# Aim of the exercise:
Rewrite the lines between the one holding "target: red banner" and the one holding "203 20 L 230", inclusive, substituting "object" for "instance" and leaving everything else unchanged.
*** Data for this exercise
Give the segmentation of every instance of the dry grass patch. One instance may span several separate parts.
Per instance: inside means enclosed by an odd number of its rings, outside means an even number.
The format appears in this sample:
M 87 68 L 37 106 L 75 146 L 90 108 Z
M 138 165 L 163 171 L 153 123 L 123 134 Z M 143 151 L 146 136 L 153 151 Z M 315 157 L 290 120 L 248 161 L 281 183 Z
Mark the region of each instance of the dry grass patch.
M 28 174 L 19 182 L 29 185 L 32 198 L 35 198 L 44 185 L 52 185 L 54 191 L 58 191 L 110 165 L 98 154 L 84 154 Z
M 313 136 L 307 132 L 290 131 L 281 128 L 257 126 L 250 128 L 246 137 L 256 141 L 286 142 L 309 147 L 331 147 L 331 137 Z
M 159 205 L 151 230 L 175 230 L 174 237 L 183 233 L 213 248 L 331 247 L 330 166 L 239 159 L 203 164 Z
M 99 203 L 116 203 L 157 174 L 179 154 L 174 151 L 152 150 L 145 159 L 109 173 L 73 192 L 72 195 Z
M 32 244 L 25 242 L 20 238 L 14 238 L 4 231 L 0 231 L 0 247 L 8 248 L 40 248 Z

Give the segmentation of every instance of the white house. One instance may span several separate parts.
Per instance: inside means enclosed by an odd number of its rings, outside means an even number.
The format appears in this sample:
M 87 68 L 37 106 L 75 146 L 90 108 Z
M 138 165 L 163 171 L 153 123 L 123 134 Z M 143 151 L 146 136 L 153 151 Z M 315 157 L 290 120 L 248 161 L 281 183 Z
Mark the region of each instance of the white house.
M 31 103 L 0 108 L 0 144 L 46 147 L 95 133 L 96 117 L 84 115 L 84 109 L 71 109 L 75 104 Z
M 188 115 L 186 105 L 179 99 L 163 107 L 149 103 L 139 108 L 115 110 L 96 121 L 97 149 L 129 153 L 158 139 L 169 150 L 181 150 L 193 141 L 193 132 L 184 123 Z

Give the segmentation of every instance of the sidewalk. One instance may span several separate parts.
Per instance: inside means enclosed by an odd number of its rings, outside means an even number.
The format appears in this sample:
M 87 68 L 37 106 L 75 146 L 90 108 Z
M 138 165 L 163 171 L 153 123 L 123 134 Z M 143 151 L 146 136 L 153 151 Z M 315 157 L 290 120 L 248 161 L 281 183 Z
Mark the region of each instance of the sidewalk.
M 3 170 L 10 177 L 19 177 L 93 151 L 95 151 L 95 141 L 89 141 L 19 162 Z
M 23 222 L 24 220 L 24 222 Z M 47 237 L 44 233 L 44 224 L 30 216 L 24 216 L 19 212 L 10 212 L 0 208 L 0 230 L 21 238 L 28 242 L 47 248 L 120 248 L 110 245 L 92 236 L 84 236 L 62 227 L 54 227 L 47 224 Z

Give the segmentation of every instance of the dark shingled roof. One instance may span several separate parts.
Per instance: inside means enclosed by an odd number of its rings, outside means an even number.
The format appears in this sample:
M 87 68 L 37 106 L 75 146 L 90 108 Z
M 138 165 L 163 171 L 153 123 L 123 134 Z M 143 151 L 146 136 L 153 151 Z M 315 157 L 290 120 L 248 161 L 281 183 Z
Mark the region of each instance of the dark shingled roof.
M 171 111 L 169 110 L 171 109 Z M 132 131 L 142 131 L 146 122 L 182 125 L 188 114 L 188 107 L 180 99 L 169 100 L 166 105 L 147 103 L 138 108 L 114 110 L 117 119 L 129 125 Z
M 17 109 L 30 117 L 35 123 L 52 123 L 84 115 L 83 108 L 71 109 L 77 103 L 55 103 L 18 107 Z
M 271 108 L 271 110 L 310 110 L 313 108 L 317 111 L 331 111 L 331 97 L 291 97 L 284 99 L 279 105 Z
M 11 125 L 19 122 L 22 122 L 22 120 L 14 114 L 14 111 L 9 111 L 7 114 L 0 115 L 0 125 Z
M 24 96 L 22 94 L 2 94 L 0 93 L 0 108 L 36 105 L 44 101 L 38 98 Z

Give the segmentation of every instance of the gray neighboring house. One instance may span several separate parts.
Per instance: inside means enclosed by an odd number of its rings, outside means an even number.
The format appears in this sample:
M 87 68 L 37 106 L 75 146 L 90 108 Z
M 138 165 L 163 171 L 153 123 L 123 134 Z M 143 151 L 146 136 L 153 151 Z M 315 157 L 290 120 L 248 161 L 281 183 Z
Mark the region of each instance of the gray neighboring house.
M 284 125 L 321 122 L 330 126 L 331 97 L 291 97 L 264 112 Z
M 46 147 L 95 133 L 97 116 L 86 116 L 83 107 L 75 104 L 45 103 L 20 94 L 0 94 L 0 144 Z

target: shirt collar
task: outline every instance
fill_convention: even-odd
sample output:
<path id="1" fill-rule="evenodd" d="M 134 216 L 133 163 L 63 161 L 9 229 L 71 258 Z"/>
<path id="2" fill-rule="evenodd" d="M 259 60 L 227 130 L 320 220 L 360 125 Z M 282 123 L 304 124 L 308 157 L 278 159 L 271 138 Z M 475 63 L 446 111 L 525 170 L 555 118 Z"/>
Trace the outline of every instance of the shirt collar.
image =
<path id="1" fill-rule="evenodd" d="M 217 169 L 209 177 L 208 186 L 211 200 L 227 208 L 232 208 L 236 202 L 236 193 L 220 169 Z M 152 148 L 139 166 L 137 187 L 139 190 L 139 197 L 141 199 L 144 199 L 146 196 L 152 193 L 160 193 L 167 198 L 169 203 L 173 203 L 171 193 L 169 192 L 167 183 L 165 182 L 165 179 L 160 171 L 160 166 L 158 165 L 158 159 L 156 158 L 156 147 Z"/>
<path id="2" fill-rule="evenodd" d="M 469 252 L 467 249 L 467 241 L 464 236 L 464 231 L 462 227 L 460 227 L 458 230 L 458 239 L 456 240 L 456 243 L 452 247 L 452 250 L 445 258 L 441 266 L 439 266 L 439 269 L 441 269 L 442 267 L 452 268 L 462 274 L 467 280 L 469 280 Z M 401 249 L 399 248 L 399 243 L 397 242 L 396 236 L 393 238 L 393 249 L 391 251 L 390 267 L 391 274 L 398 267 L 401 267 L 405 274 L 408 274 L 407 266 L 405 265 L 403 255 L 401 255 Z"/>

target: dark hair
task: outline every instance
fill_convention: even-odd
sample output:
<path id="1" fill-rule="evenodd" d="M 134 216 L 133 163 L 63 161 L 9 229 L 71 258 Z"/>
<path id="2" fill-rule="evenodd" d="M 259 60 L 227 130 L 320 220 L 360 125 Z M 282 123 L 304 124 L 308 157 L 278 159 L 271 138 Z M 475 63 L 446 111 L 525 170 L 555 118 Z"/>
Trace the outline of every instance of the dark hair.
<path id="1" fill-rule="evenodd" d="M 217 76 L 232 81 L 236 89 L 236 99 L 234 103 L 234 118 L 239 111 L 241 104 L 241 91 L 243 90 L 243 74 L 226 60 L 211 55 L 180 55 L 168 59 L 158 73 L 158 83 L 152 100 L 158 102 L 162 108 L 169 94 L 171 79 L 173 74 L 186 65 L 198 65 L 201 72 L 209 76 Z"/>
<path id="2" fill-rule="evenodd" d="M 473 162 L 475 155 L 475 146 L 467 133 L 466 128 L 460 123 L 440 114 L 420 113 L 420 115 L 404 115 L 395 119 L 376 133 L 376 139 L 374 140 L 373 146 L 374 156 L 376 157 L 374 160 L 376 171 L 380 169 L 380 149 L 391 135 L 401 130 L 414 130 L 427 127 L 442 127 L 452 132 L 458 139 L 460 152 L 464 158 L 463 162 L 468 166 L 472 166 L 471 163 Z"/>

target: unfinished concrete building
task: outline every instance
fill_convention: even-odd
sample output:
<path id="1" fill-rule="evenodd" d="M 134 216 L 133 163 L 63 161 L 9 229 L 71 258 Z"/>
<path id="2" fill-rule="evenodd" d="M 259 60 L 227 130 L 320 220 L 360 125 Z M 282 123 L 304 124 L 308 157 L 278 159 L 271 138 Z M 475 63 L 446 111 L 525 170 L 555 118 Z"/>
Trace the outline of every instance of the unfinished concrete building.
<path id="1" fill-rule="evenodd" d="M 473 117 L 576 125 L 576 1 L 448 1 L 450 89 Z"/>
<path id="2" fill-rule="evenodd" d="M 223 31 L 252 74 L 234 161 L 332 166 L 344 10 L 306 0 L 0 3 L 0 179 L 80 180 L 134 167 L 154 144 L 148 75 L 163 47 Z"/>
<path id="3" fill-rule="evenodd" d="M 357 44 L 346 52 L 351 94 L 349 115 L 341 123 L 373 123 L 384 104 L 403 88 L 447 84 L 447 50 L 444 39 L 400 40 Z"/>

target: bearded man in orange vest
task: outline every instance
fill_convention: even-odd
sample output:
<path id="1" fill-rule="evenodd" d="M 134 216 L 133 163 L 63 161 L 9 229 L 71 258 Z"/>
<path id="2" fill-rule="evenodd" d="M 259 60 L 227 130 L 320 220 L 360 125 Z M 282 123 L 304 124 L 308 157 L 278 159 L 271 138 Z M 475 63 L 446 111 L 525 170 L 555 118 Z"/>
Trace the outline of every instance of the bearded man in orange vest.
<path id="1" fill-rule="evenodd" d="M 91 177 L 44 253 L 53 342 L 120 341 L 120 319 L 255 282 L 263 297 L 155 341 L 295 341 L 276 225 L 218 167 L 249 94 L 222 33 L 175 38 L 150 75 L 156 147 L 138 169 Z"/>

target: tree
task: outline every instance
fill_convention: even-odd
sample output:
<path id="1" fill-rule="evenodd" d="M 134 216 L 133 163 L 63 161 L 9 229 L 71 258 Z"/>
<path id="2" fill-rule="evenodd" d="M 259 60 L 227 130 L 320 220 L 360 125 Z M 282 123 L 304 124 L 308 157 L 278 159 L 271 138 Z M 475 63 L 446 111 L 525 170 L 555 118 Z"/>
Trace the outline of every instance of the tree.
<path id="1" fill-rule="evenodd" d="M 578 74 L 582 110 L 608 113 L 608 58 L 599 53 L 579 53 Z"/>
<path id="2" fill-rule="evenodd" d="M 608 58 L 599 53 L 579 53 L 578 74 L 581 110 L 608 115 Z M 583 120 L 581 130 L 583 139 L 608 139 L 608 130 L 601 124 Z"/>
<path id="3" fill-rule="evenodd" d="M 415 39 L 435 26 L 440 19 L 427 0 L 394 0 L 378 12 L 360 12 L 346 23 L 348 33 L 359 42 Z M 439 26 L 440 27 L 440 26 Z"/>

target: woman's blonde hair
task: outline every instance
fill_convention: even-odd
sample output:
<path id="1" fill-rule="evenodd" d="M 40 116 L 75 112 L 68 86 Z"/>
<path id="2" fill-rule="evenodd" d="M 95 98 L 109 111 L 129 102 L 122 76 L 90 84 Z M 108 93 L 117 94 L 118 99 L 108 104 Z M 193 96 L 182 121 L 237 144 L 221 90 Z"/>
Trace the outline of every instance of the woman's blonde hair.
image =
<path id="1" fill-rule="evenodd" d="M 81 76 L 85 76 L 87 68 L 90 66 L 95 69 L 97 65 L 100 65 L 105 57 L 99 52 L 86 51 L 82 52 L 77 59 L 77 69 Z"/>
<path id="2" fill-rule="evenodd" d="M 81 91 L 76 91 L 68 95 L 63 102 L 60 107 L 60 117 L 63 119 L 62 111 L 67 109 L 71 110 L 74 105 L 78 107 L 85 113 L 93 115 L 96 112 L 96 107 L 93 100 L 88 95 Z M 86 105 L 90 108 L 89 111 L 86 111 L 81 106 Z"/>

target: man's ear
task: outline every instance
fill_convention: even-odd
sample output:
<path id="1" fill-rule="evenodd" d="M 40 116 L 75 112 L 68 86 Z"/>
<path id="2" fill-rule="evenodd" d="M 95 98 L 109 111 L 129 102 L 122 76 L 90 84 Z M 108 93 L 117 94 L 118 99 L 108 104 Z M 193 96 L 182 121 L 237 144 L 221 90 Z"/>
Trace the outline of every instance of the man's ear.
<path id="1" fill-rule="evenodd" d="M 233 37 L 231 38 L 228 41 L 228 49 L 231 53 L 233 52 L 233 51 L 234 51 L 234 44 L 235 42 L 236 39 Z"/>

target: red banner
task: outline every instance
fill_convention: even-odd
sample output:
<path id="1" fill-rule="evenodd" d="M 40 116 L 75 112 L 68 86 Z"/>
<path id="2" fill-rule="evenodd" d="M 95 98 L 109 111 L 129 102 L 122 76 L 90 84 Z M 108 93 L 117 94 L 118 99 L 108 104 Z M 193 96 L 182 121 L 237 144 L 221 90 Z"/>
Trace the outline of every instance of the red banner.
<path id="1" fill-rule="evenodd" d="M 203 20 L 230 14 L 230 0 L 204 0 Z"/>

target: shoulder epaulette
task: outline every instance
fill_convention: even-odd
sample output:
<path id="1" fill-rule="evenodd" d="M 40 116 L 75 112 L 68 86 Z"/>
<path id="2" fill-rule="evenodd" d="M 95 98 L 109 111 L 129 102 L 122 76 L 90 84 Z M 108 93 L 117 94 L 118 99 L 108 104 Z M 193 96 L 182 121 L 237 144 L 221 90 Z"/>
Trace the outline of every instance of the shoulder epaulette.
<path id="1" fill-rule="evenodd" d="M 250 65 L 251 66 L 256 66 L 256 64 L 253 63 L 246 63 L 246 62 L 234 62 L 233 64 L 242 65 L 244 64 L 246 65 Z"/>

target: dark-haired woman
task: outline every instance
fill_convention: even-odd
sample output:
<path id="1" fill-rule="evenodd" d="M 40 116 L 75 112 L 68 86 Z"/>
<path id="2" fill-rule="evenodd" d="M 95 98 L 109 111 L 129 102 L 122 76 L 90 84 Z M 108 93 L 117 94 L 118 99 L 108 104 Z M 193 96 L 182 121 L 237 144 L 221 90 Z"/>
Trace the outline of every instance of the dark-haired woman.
******
# Answer to the task:
target: red banner
task: outline every object
fill_convention: even-odd
sample output:
<path id="1" fill-rule="evenodd" d="M 40 116 L 75 112 L 68 86 Z"/>
<path id="2" fill-rule="evenodd" d="M 95 98 L 109 111 L 129 102 L 122 76 L 90 84 Z M 108 93 L 117 94 L 118 99 L 108 104 Z M 193 96 L 182 121 L 237 144 L 221 90 Z"/>
Trace the outline of every object of the red banner.
<path id="1" fill-rule="evenodd" d="M 203 20 L 230 14 L 230 0 L 204 0 Z"/>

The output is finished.